• _Given problem_: Rewrite the entries as a JSON list of strings, with each line as its own string and blank lines omitted.
--- Start The input ---
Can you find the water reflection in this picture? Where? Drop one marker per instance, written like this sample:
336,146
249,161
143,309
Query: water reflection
--- End The input ---
• _Answer in full_:
[
  "Can you find the water reflection in this picture? Where? Drop one marker per instance, written like this sample:",
  "336,146",
  "249,161",
  "143,309",
  "Query: water reflection"
]